■ **TEXT BLOCK**:
Today we’re excited to formally announce the launch of the SAFT Project, a collaboration between Protocol Labs, Cooley, and many other token creators, legal experts, and investors. The SAFT project, initially announced by Protocol Labs founder Juan Benet at the Consensus conference this past winter (opens new window), has been a work in progress for quite some time. Today we’re launching a dedicated website (opens new window) and Github organization (opens new window) which will serve as a forum to aggregate learnings, best practices, and published materials.

The SAFT Project is dedicated to evolving the token investment and sale ecosystem in a compliant and standardized fashion. We hope to approach legal protocol development the same way we approach developing software protocols: with a thoughtful community, significant goals, and rigorous work. We hope our work will save creators much of the current headache, uncertainty, and cost associated with raising money for token networks.

[Records from a dataset]
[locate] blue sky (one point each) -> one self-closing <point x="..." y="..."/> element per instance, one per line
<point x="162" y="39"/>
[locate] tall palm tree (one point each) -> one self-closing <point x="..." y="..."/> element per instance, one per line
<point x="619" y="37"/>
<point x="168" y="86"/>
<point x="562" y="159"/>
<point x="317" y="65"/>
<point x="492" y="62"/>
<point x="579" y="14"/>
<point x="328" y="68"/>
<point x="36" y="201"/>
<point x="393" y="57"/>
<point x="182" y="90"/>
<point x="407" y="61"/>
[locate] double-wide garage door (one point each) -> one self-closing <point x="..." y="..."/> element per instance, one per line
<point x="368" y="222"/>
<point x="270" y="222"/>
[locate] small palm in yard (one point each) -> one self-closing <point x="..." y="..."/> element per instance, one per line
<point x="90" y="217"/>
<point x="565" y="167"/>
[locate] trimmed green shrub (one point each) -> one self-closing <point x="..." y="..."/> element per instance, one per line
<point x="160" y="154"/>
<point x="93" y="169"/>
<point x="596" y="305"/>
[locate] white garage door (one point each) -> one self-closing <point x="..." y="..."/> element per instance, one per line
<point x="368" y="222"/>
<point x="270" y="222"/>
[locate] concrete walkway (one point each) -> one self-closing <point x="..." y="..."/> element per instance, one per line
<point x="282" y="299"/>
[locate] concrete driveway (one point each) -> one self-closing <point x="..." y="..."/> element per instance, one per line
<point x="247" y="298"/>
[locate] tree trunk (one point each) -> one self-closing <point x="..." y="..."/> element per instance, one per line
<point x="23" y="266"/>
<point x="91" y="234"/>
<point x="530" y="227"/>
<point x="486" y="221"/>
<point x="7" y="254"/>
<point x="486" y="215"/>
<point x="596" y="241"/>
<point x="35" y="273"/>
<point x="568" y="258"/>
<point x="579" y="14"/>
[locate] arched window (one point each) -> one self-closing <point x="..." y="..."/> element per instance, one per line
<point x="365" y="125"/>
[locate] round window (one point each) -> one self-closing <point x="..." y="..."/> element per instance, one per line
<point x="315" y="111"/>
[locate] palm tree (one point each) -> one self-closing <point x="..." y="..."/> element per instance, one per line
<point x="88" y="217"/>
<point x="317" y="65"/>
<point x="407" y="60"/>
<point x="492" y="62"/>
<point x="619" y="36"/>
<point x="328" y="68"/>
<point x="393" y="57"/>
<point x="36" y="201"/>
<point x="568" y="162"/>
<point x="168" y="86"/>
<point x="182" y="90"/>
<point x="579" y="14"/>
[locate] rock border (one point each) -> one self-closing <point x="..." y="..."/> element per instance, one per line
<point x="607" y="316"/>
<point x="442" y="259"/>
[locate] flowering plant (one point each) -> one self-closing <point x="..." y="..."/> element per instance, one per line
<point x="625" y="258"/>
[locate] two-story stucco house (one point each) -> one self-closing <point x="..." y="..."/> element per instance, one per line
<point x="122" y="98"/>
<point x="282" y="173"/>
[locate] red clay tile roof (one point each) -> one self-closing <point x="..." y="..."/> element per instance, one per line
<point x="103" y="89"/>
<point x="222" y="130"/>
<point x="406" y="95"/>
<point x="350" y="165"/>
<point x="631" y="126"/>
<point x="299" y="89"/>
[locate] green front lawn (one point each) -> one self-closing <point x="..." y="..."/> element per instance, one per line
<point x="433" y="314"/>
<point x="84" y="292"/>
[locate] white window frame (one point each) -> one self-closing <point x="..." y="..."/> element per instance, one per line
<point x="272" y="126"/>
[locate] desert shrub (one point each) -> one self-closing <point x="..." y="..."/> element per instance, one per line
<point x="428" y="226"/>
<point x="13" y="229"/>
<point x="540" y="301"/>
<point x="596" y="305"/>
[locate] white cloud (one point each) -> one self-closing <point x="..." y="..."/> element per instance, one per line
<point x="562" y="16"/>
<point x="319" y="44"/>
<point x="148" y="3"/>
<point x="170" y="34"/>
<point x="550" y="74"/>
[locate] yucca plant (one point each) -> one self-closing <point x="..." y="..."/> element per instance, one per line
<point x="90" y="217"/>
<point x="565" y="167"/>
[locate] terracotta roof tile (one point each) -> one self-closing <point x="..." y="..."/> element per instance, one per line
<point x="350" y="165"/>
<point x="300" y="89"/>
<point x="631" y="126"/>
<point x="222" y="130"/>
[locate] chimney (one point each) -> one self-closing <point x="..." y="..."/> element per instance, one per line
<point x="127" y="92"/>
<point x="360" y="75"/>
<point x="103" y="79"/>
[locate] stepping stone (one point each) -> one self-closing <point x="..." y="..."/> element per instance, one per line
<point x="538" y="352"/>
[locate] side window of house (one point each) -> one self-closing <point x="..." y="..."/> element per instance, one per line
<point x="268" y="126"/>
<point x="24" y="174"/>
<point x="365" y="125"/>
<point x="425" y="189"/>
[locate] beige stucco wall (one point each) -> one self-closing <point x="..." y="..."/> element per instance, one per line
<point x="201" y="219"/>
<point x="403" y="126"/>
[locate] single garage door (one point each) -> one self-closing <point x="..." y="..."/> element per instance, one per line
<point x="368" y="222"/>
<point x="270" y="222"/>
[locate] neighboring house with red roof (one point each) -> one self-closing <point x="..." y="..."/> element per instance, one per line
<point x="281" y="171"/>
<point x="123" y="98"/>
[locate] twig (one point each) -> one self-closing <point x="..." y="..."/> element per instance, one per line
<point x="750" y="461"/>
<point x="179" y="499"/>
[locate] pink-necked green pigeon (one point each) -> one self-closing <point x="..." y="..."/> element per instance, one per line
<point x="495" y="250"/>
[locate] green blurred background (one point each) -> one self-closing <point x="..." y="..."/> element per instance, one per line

■ **GIVEN EXERCISE 1**:
Output everything in the SAFT Project announcement from "The SAFT Project is" down to "for token networks.", copied word for word.
■ **GIVEN EXERCISE 2**:
Pick up the SAFT Project announcement after its last sentence and continue writing it.
The records are separate material, apart from the SAFT Project text.

■ **EXPECTED ANSWER 1**:
The SAFT Project is dedicated to evolving the token investment and sale ecosystem in a compliant and standardized fashion. We hope to approach legal protocol development the same way we approach developing software protocols: with a thoughtful community, significant goals, and rigorous work. We hope our work will save creators much of the current headache, uncertainty, and cost associated with raising money for token networks.

■ **EXPECTED ANSWER 2**:
When we set out to raise money for the Filecoin network we encountered a host of unanswered legal questions and uncertainty around raising money for token networks. Though the first sales were several years ago, legal uncertainty remains high. There is little standardization, knowledge-sharing, or collaboration between creators, legal counsel, investors, users, policymakers, and regulators. Though fundraising is just one step in the life-cycle of a token-network, it is a critical one. Being able to fund research, development, and deployment has significant impact on the value created by any given network. Raising money for token networks should be approached with the same rigor and responsibility that other fundraising events follow.

Over the past year we’ve dedicated a significant amount of energy and resources to develop a framework for legally compliant token sales. Our work consisted of thorough analysis of token fundraising and past legal precedents across a host of areas: securities, commodities, money service businesses, taxation, and more. During our efforts we soon met several others in the industry exploring similar questions and with the same hope to make a standard for compliant fundraising. A standout example is Ryan Zurrer (opens new window) at Polychain capital, who had been concurrently developing a standardized contract for investing in token networks and shared many thoughts (listen here (opens new window) for a podcast with Protocol Labs and Polychain Capital on the evolution of both of our efforts). Another great example is the legal team at AngelList, who helped tremendously with the SEC's section 506(c) and crowdfunding knowledge.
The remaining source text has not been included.